→ **Page extract**:
Obama Jokes

Find more Obama jokes at Making Fun of Liberals.

Q. Why doesn't Obama pray?
A. It's impossible to read the teleprompter with your eyes closed.

Q. Why won't Obama Messiah release his real birth certificate?
A. It got mixed in with his Rezko mortgage records and shredded.

Q. Why won't Obama release his real birth certificate?
A. He accidentally smoked it.

Q. Why won’t Obama laugh at himself?
A. Because it would be racist.

Anagram:
President Barack Hussein Obama = A Democrat speaks inane rubbish

Q. What do Obama and Osama have in common?
A. They both have friends who bombed the Pentagon.

Q. Why doesn’t Barack drink Pepsi?
A. He thinks that things go better with coke.

Q: What do you get when you cross a crooked politician with a crooked lawyer?
A: Barack Obama.

Proof that Barack is the Obamessiah:
Obama preached to the multitude by the side of the lake.
Obama created new states from out of the void.
Obama turned whine into Kool-Aid® for his followers.
Obama came to us carried upon a donkey.

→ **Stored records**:

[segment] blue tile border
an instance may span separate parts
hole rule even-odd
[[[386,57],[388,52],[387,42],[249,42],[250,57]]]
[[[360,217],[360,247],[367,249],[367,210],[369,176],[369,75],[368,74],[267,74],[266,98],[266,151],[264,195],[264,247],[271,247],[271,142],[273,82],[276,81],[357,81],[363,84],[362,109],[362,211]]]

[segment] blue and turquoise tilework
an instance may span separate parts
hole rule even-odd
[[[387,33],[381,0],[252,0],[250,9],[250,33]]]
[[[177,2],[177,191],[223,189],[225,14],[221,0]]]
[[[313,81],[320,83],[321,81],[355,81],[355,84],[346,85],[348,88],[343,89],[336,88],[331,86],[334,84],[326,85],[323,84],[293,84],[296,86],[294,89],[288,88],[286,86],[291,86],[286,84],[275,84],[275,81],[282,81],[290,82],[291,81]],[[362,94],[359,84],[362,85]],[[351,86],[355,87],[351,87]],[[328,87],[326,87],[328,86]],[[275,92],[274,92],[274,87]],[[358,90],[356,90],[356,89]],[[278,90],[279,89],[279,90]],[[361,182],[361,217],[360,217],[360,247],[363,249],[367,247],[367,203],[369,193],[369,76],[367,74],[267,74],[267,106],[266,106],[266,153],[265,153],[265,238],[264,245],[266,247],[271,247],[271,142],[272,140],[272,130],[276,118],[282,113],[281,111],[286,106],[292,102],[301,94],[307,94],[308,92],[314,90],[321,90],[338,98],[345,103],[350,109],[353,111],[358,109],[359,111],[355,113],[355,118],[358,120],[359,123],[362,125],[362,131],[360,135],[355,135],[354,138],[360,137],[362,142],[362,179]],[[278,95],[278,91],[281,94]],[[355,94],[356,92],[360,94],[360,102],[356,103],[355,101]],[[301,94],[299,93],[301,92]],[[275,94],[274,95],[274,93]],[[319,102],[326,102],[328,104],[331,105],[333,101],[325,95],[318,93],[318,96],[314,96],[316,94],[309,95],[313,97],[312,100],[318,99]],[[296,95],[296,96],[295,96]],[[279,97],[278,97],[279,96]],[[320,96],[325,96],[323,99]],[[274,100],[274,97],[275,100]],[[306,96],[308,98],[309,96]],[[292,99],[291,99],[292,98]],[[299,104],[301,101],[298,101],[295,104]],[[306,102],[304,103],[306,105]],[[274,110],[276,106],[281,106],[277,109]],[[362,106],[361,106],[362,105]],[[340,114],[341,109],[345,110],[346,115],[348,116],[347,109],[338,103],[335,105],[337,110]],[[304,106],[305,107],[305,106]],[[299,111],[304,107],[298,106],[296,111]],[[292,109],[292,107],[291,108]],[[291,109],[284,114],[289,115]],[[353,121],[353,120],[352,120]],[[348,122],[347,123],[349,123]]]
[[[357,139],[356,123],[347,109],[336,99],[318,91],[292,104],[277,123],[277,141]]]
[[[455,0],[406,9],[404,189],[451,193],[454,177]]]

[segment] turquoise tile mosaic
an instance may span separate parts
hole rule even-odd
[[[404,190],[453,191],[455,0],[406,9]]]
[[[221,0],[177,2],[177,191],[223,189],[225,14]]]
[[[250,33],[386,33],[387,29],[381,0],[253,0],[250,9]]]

→ **Request 1**:
Decide whether each statement agrees with the Obama jokes page, answering yes or no and quoting the words of the page that settle it: (a) the page gives "A Democrat speaks inane rubbish" as an anagram of "President Barack Hussein Obama"; (b) the page says Barack doesn't drink Pepsi because he prefers water; (c) the page says Obama created new states from out of the void.
→ **Request 2**:
Write out, as a numbered list with blank lines left out, the part of the stored rows that opens with the line containing "[segment] turquoise tile mosaic" and runs through the last of the rows, both ends included.

→ **Output 1**:
(a) Yes: "President Barack Hussein Obama = A Democrat speaks inane rubbish"
(b) No: "He thinks that things go better with coke."
(c) Yes: "Obama created new states from out of the void."

→ **Output 2**:
1. [segment] turquoise tile mosaic
2. an instance may span separate parts
3. hole rule even-odd
4. [[[404,190],[453,191],[455,0],[406,9]]]
5. [[[221,0],[177,2],[177,191],[223,189],[225,14]]]
6. [[[250,33],[386,33],[387,29],[381,0],[253,0],[250,9]]]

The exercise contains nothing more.